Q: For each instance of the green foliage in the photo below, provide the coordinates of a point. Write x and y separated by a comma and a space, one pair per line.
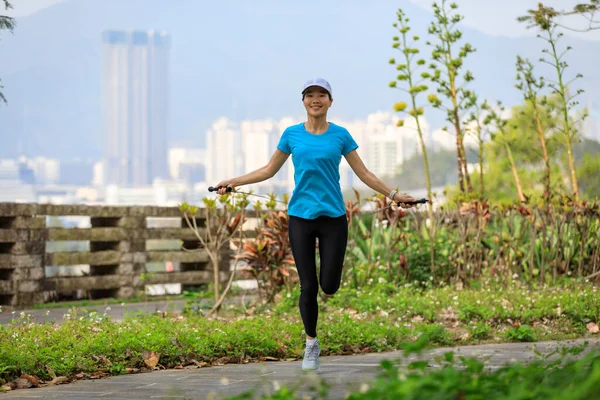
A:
523, 137
447, 73
534, 244
378, 317
543, 15
588, 173
6, 23
409, 72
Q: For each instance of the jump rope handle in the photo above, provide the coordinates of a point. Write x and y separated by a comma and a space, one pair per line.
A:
214, 189
420, 201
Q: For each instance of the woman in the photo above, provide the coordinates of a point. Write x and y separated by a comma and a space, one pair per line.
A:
316, 209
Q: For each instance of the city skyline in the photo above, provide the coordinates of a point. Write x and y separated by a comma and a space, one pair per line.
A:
136, 107
244, 73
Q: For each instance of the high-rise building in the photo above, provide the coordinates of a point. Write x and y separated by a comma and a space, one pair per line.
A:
136, 113
225, 157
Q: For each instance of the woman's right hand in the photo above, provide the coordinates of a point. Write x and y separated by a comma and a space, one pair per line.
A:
223, 185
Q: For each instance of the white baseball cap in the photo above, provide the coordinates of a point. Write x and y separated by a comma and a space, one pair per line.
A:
321, 82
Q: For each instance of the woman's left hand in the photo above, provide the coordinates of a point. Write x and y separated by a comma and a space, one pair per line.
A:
403, 200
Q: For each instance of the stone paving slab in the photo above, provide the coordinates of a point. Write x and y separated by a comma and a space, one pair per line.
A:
342, 373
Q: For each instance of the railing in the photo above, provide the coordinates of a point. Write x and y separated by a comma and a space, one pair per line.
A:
119, 243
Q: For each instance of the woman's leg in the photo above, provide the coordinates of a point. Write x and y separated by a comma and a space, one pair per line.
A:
333, 238
303, 241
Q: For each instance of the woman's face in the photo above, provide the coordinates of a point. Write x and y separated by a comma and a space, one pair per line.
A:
316, 101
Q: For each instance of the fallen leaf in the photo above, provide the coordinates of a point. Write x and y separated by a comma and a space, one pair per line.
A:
151, 358
199, 364
58, 380
593, 327
32, 379
22, 383
50, 372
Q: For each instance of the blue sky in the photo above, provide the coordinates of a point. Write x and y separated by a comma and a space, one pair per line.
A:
476, 12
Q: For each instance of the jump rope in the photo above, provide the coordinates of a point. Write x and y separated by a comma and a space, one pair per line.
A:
416, 202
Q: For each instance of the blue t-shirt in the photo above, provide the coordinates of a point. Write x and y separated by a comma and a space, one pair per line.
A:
316, 161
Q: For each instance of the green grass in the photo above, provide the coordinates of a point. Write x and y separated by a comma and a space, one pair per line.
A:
375, 319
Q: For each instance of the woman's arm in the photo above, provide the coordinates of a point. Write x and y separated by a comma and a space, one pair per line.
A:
371, 180
262, 174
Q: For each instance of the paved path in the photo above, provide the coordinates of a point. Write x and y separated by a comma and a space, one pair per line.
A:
342, 373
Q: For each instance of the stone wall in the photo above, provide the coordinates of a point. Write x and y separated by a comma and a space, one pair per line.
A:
117, 252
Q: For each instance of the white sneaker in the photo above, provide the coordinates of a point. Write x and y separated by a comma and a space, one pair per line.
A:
311, 357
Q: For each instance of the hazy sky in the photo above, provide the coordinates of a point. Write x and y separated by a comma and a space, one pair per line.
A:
477, 13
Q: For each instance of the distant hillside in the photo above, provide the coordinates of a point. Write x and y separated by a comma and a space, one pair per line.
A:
232, 58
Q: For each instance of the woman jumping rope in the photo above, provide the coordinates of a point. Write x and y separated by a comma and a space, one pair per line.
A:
316, 209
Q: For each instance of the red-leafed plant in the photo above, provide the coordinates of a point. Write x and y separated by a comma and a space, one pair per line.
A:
269, 255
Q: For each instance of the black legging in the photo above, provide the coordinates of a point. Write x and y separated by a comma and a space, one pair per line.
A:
333, 237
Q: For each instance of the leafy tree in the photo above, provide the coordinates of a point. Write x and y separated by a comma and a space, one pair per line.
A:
588, 173
451, 82
7, 23
530, 86
477, 128
586, 10
502, 137
544, 19
408, 76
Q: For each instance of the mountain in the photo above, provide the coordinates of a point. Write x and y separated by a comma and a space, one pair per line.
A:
-*-*-
> GIVEN EXERCISE
Omit the pictures and give the material again, exactly and in full.

> WORKED SOLUTION
Q: For each instance of the green foliage in the photo below, provide the coordinates of a point. Write x and y separated by a comma and a space, one pair per line.
A:
523, 137
447, 73
534, 244
378, 317
543, 15
588, 173
6, 23
409, 72
Q: For each instance of the jump rope handle in the photo above, provide the coordinates of a point. Write x and y separated by a comma and a space, one pair per line.
A:
214, 189
420, 201
Q: For each instance of the woman in the photo above, provide the coordinates of a point. Write x and y separated by a comma and a space, one pair per line.
A:
316, 209
Q: For each instance of the city skyline in the photo above, provide the coordinates of a point. Write x and y separated by a comma and a space, one pair per line.
A:
136, 107
244, 73
Q: For each instance of the high-rise building in the photo above, provide the coordinates of a point. Write x and y separated by a comma and a space, one pair per line.
A:
136, 113
225, 157
Q: For each instance of the woman's right hand in the photo above, provide the coordinates of a point. Write x and y separated by a comma and a space, one pair per line.
A:
223, 185
Q: For each instance of the white baseball cap in the photo above, provide the coordinates of a point. Write x and y separated by a comma and a space, one pair per line.
A:
321, 82
Q: For each instance of the woman's left hand in the photo above, provide the coordinates of a point. Write x and y separated by a comma and a space, one pair per line.
A:
403, 200
Q: For each instance of the stone paving slab in the photo above, provide the coordinates of a point. Write x and y separated by a comma and a space, one pair per line.
A:
342, 373
Q: For each instance of the railing in the photo above, provide the coordinates of a point. Write x and y separated by a comma and a space, one pair per line.
A:
119, 243
Q: For each instance of the woman's leg in the photo above, provide the coordinates of a point. Write x and y separated by a comma and a space, one pair per line.
A:
333, 238
303, 241
Q: For each instance of the woman's face in the photo above, provide the coordinates of a point. Write x and y separated by a comma and a space, one pair per line.
A:
316, 101
Q: For each instance of the fallen leaf in the photo above, provide the coordinates of a point. Write x and y separated by a comma and a space, one pair per line.
A:
151, 358
199, 364
58, 380
593, 327
32, 379
22, 383
50, 372
Q: For each instance of the blue sky in the photo above, provide the coordinates of a point. Write x and y separated by a comma and a space, one pair per line.
A:
476, 12
Q: For each instance of the jump rope in the photo above, provide the coordinates of a point. Write x and y separated by a comma and a space, one pair per line.
A:
416, 202
Q: For each instance of the blue t-shirt in the photo above, provide the coordinates of a point. Write x and y separated by a comma and a space, one pair per line.
A:
316, 161
Q: For each instance of the green grass in the photo above, provide the coordinates of a point. Write x and y separated by a comma and a space, one pair per line.
A:
375, 319
Q: For each instance of the woman's arm in the photo above, provide the coordinates of a point. Write x and y separated by a comma and a space, one pair per line.
A:
371, 180
262, 174
Q: For each instance of the paved path in the photo above, provide the coordinates of a point. Write x and y separated by a comma and a space, one pair per line.
A:
342, 373
Q: For each instance of the stone wall in the photo above, provide the coordinates of a point. Write x and y separated by a comma and a space, one pair per line.
A:
117, 252
Q: For each instance of the white sneaker in the photo above, provide the coordinates of a point. Write x and y separated by a comma and a space, one pair per line.
A:
311, 357
Q: For each instance of the hazy sky in the photo above, provide the coordinates of a point. Write x and y separated by a comma and a space, one pair per line.
A:
477, 13
Q: For each instance of the distant hillside in the photo above, provide the coordinates of a point. Write x and y separated by a comma and a space, one pair per line.
A:
232, 58
Q: For each instance of the woman jumping rope in the photo above, provide the coordinates of a point. Write x and y separated by a comma and a space, one pair per line.
A:
316, 209
Q: For each instance of the red-leafed plant in the photo above, provide the coordinates of a point. Write x and y separated by a comma and a space, one pair per line.
A:
269, 255
Q: For each instance of the black legging in the photo above, provide the coordinates of a point. Write x and y separated by a comma and a space, one pair per line.
A:
333, 237
Q: For each instance of the leafy tree in the photo above, provide the coordinates of a point. Write x and y separated by a comma and a space, one pair per line.
A:
588, 173
451, 82
7, 23
530, 86
477, 128
586, 10
502, 137
544, 19
408, 76
Q: For each instance of the mountain in the photo above, provide the coordinates of a point. Write x and y separated by a comma and a space, one pair per line.
A:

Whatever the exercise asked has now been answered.